▸ **Directions for this task**:
Update the stretch from the start of the records through the line containing "M0 239L20 235L20 180L0 179Z" by changing "outline" to "contour" wherever it occurs. Keep everything else the same, and give back only those lines.

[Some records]

◇ ◇ ◇ ◇

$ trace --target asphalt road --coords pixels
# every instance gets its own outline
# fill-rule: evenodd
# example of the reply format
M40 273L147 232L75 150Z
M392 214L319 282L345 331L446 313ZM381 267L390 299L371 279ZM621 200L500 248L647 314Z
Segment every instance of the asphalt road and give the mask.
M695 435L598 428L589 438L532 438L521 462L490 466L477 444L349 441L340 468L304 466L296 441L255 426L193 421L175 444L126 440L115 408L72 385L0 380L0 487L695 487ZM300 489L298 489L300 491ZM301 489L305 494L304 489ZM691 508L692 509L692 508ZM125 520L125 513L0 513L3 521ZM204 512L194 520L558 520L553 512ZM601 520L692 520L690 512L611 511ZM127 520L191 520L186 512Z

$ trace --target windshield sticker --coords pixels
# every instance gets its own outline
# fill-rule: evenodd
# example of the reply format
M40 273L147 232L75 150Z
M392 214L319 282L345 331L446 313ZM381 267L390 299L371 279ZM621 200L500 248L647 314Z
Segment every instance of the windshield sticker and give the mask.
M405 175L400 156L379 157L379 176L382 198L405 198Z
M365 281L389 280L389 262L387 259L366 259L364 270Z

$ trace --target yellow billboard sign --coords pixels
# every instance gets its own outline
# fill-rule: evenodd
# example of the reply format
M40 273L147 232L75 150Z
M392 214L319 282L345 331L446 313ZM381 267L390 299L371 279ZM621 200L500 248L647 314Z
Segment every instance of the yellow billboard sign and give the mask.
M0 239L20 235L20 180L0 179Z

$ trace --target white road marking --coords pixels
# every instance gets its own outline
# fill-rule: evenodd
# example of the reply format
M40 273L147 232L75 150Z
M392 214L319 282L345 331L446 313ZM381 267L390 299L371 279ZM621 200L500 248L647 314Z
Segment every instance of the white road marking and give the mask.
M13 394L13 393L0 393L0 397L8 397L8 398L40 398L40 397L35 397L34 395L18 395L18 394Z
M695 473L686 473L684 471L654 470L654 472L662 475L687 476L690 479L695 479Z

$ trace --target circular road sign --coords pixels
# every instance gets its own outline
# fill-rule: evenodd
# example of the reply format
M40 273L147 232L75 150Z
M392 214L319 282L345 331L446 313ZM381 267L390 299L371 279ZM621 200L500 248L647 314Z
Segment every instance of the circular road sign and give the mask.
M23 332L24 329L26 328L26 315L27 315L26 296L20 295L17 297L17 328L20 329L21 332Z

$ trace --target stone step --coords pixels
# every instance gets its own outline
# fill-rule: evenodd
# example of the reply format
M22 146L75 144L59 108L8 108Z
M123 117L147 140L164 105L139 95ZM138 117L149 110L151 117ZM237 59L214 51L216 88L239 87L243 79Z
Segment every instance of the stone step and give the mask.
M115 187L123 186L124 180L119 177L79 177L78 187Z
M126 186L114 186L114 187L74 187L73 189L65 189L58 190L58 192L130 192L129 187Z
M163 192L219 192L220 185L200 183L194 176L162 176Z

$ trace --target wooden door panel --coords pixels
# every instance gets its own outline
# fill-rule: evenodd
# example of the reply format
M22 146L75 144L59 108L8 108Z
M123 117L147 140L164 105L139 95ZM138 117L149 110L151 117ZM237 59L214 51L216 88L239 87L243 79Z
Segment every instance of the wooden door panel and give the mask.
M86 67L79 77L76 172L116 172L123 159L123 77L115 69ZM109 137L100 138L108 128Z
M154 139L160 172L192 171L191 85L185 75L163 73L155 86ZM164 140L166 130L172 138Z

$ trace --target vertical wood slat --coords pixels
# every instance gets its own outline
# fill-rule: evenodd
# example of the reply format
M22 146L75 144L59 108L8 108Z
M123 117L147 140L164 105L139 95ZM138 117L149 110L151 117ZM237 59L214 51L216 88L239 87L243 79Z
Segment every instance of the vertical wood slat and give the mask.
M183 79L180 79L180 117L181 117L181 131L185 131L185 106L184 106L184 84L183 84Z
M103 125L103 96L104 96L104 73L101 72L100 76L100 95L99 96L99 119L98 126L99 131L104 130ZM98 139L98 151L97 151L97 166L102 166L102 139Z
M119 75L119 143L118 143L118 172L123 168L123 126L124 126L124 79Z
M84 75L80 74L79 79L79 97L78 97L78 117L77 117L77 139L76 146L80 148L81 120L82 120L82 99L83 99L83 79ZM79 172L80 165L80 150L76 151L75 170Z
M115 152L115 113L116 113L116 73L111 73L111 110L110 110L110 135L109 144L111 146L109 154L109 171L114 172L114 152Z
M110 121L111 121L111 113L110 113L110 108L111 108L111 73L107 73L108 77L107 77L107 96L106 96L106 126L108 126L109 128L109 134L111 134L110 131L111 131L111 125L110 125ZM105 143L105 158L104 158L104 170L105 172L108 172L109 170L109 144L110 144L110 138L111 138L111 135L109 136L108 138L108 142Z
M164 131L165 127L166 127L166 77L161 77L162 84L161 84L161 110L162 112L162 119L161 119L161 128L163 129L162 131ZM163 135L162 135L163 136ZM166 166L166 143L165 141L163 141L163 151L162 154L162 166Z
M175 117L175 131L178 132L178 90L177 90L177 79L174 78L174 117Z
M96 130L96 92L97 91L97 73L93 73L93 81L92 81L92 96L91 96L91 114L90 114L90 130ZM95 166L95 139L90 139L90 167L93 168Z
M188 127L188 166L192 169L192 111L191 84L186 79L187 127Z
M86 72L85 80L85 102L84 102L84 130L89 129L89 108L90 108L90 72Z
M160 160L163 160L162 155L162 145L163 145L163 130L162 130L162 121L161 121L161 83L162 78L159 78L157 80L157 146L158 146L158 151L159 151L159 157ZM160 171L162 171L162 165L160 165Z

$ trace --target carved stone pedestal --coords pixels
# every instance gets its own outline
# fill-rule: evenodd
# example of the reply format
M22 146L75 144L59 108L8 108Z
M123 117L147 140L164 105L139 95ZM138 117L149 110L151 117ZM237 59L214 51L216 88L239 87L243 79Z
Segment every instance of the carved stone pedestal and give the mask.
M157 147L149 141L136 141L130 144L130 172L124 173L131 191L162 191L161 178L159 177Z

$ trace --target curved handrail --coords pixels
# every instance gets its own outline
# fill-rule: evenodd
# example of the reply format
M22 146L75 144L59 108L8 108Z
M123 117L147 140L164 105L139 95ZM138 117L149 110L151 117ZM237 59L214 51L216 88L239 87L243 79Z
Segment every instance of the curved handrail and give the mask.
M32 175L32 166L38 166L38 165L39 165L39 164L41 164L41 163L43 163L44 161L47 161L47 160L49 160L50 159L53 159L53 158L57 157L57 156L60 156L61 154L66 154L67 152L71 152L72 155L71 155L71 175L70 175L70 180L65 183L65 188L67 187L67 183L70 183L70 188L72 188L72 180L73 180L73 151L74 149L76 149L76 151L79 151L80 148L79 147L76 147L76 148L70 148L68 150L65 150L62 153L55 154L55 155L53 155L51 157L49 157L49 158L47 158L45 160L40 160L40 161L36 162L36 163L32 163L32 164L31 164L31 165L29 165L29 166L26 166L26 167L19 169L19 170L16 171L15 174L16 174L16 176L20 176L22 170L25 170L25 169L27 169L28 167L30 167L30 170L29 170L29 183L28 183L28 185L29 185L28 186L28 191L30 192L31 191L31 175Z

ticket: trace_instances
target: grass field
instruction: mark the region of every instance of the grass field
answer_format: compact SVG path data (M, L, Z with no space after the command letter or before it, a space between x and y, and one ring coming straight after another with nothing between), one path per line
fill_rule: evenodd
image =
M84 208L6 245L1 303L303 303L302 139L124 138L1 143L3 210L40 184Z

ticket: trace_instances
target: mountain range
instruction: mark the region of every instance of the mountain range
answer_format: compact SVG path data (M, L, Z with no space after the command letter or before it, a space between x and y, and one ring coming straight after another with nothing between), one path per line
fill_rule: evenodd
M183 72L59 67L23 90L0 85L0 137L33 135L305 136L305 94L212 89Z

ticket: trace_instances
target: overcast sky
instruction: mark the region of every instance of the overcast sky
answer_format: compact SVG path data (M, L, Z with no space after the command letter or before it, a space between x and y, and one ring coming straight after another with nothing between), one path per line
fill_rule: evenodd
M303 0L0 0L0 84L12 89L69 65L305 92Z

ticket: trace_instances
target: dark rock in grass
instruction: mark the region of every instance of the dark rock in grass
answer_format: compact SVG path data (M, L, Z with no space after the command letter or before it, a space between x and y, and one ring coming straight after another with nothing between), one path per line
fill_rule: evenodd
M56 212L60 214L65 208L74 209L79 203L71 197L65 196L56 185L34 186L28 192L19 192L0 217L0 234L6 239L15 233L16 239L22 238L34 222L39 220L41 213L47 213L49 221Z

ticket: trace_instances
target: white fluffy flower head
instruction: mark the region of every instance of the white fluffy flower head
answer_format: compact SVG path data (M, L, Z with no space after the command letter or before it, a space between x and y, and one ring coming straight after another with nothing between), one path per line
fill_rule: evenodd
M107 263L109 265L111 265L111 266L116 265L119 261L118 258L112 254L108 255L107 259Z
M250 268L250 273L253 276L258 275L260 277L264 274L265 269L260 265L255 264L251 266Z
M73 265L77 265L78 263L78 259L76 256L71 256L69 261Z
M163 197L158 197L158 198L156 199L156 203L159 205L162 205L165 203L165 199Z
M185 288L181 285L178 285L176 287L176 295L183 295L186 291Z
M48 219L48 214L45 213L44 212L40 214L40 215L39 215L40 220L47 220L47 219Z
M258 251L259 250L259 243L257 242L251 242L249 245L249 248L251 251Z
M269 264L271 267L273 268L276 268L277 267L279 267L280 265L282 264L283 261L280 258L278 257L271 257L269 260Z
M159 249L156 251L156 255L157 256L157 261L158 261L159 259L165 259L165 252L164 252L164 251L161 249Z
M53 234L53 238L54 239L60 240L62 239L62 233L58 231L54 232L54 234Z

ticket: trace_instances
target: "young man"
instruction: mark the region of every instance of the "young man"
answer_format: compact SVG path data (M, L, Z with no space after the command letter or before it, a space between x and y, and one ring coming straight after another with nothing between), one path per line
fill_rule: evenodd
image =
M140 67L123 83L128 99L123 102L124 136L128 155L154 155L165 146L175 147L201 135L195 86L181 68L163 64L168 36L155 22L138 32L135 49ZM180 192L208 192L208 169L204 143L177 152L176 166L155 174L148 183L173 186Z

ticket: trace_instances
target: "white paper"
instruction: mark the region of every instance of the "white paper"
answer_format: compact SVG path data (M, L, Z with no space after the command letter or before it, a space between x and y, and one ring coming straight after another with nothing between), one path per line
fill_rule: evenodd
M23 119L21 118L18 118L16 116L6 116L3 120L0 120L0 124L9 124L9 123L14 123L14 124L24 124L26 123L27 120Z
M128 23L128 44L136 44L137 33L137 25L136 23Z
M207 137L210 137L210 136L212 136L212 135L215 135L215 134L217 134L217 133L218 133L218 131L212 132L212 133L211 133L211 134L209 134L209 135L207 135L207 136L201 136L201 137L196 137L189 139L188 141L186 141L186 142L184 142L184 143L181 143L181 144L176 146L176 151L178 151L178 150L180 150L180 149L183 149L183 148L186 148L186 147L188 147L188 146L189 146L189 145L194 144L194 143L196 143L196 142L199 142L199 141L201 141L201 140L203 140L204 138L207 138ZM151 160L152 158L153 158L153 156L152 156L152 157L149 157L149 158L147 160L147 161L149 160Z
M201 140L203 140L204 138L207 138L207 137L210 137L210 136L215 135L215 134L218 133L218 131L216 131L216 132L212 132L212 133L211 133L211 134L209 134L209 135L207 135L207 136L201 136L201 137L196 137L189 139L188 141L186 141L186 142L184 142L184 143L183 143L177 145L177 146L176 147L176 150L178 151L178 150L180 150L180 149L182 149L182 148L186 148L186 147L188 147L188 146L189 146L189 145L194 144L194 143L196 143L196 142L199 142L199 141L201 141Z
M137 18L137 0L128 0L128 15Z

◇ ◇ ◇ ◇

▸ **Expected answer**:
$ trace --target asphalt road --coords pixels
# every instance gets its own contour
# fill-rule: evenodd
# example of the reply format
M40 273L147 232L75 150Z
M392 214L319 282L345 331L446 313ZM381 267L390 299L371 279ZM621 200L500 248L647 314Z
Segment every instance of the asphalt road and give the mask.
M695 435L598 428L589 438L532 438L521 462L490 466L477 444L349 441L340 468L304 466L296 441L255 426L193 421L175 444L126 440L115 408L72 385L0 380L0 487L695 487ZM300 489L298 489L300 491ZM301 489L305 494L304 489ZM691 508L692 509L692 508ZM125 520L125 513L0 513L3 521ZM204 512L194 520L558 520L553 512ZM601 520L692 520L690 512L611 511ZM127 520L191 520L186 512Z

$ trace --target windshield sticker --coords pixels
# every instance gets its own contour
# fill-rule: evenodd
# example of the reply format
M40 273L147 232L75 150Z
M392 214L319 282L345 331L446 313ZM381 267L390 299L371 279ZM621 200L500 248L647 314Z
Segment every instance of the windshield sticker and give the mask.
M405 175L400 156L379 157L379 176L382 198L405 198Z
M365 281L389 280L389 262L387 259L366 259L364 270Z

$ trace --target yellow billboard sign --coords pixels
# every instance gets its own contour
# fill-rule: evenodd
# example of the reply format
M40 273L147 232L75 150Z
M392 214L319 282L345 331L446 313ZM381 267L390 299L371 279ZM621 200L500 248L647 314Z
Segment every instance of the yellow billboard sign and give the mask.
M0 239L20 235L20 180L0 179Z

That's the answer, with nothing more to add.